• [WRITTEN INSTRUCTION 1]
From the forum thread on remainders, write out the passage between "The 2nd part" and "8 \equiv 3\)", inclusive.

◇ ◇ ◇ ◇ ◇ ◇ ◇

Positive integer x leaves a remainder of 2 when divided by 8. What is the remainder when x+9 is divided by 8
There is not one UNIQUE solution but an infinite number of them. Here is the general form of the solution: x =2 + 8c, where c is any positive integer. So, the numbers would start with:
2, 10, 18, 26, 34......etc.
The 2nd part of your question depends on what value you take.
So, [2 + 9] mod 8=3. And so the remainder will be 3, no matter what value you choose.
Previous guest is wrong. Answer is 25/8
Solution
Let x /8 = Q + 2 so x = 8(Q +2) where Q is the quotient and 2 is the remainder
then x + 9 = 8(Q +2) +9 so
(x +9) /8 = { 8(Q +2) +9 } /8
= Q +2 +9/8
which is the quotient plus a remainder of 25/8 or 3 plus a quarter.
Guest #2 is wrong:
"x /8 = Q + 2 so x = 8(Q +2) where Q is the quotient and 2 is the remainder" is INCORRECT
x = 8(Q) + 2 is correct
anyway , if you start with a reaminder of 2 and add 9 its like a remainder of 11....pull another '8' out of there for a remainder of '3'
\(x\pmod 8 \equiv 2\\ x+8\pmod 8 \equiv 2\\ x+9\pmod 8 \equiv 3\)
Guest #2 is actually wrong. Note that x is an positive integer and 8 is also a positive integer. The remainder won't be a fraction.
This could be solved using modulus maths like Guest #1 and I did.
Positive integer x leaves a remainder of 2 when divided by 8.
What is the remainder when x+9 is divided by 8
\(\begin{array}{|rcll|} \hline x & \equiv & 2 \pmod{8} \\ x+{\color{red} 9 } & \equiv & 2+{\color{red} 9 } \pmod{8} \\ x+9 & \equiv & 11 \pmod{8} \\ x+9 & \equiv & 11-8 \pmod{8} \\ x+9 & \equiv & 3 \pmod{8} \\ \hline \end{array}\)

◇ ◇ ◇ ◇ ◇ ◇ ◇

• [WRITTEN INSTRUCTION 2]
Reproduce the records between the lines holding "Tag any visible sandal in the frame." and "413;0;440;66", inclusive, keeping every request line and adding 31 to each number in the bounding box coordinates. Give only those lines.

(Records excerpted from a collection)
◇ ◇ ◇ ◇ ◇ ◇ ◇

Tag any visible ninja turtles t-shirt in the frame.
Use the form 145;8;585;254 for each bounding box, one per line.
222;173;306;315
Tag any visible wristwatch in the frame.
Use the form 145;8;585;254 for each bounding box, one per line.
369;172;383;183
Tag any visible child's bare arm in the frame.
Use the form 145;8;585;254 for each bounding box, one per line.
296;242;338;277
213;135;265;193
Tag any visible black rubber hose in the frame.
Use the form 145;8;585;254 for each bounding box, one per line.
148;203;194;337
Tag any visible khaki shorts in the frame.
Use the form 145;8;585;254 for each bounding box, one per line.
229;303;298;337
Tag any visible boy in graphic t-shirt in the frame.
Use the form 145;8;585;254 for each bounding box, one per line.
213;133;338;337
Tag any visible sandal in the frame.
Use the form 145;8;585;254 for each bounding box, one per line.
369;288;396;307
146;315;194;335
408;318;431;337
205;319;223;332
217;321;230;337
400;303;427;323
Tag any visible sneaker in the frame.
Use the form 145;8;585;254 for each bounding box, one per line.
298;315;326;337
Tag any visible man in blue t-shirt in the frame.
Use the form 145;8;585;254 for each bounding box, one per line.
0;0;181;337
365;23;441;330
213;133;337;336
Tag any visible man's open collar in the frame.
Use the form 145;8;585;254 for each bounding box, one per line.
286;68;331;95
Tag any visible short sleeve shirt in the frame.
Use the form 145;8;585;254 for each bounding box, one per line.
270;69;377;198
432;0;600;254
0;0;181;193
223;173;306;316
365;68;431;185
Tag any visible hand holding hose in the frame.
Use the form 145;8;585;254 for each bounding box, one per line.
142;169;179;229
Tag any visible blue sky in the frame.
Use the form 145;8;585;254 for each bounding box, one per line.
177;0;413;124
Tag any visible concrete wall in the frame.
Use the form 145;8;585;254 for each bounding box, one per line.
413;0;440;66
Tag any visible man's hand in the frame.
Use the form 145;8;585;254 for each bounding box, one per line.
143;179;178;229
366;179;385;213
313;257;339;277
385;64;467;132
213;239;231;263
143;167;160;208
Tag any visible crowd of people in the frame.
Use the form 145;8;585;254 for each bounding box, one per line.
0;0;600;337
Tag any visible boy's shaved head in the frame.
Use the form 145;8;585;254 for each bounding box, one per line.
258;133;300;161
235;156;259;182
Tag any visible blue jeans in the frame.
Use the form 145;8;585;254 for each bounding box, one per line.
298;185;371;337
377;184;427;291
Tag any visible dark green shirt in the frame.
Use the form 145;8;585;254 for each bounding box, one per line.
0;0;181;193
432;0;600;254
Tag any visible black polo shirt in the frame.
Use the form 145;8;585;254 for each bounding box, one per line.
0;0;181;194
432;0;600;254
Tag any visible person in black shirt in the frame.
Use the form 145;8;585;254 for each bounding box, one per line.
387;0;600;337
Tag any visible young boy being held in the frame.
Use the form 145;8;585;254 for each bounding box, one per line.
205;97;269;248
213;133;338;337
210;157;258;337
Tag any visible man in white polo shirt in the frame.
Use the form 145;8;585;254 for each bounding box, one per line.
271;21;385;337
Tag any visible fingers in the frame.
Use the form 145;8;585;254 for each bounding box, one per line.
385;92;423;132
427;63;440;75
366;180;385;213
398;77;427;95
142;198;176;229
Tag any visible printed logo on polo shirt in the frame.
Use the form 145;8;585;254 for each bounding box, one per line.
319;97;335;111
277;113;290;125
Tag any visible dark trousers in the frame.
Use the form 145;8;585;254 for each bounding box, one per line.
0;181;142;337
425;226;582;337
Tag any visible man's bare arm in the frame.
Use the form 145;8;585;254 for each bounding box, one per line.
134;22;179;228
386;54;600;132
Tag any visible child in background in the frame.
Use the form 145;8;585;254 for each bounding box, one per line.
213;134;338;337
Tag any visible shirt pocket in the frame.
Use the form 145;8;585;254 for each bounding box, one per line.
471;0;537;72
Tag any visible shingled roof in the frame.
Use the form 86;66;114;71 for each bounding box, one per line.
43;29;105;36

◇ ◇ ◇ ◇ ◇ ◇ ◇

• [TASK SOLUTION 1]
The 2nd part of your question depends on what value you take.
So, [2 + 9] mod 8=3. And so the remainder will be 3, no matter what value you choose.
Previous guest is wrong. Answer is 25/8
Solution
Let x /8 = Q + 2 so x = 8(Q +2) where Q is the quotient and 2 is the remainder
then x + 9 = 8(Q +2) +9 so
(x +9) /8 = { 8(Q +2) +9 } /8
= Q +2 +9/8
which is the quotient plus a remainder of 25/8 or 3 plus a quarter.
Guest #2 is wrong:
"x /8 = Q + 2 so x = 8(Q +2) where Q is the quotient and 2 is the remainder" is INCORRECT
x = 8(Q) + 2 is correct
anyway , if you start with a reaminder of 2 and add 9 its like a remainder of 11....pull another '8' out of there for a remainder of '3'
\(x\pmod 8 \equiv 2\\ x+8\pmod 8 \equiv 2\\ x+9\pmod 8 \equiv 3\)

• [TASK SOLUTION 2]
Tag any visible sandal in the frame.
Use the form 145;8;585;254 for each bounding box, one per line.
400;319;427;338
177;346;225;366
439;349;462;368
236;350;254;363
248;352;261;368
431;334;458;354
Tag any visible sneaker in the frame.
Use the form 145;8;585;254 for each bounding box, one per line.
329;346;357;368
Tag any visible man in blue t-shirt in the frame.
Use the form 145;8;585;254 for each bounding box, one per line.
31;31;212;368
396;54;472;361
244;164;368;367
Tag any visible man's open collar in the frame.
Use the form 145;8;585;254 for each bounding box, one per line.
317;99;362;126
Tag any visible short sleeve shirt in the frame.
Use the form 145;8;585;254 for each bounding box, one per line.
301;100;408;229
463;31;631;285
31;31;212;224
254;204;337;347
396;99;462;216
Tag any visible hand holding hose in the frame.
Use the form 145;8;585;254 for each bounding box, one per line.
173;200;210;260
Tag any visible blue sky in the frame.
Use the form 145;8;585;254 for each bounding box, one per line.
208;31;444;155
Tag any visible concrete wall in the frame.
Use the form 145;8;585;254 for each bounding box, one per line.
444;31;471;97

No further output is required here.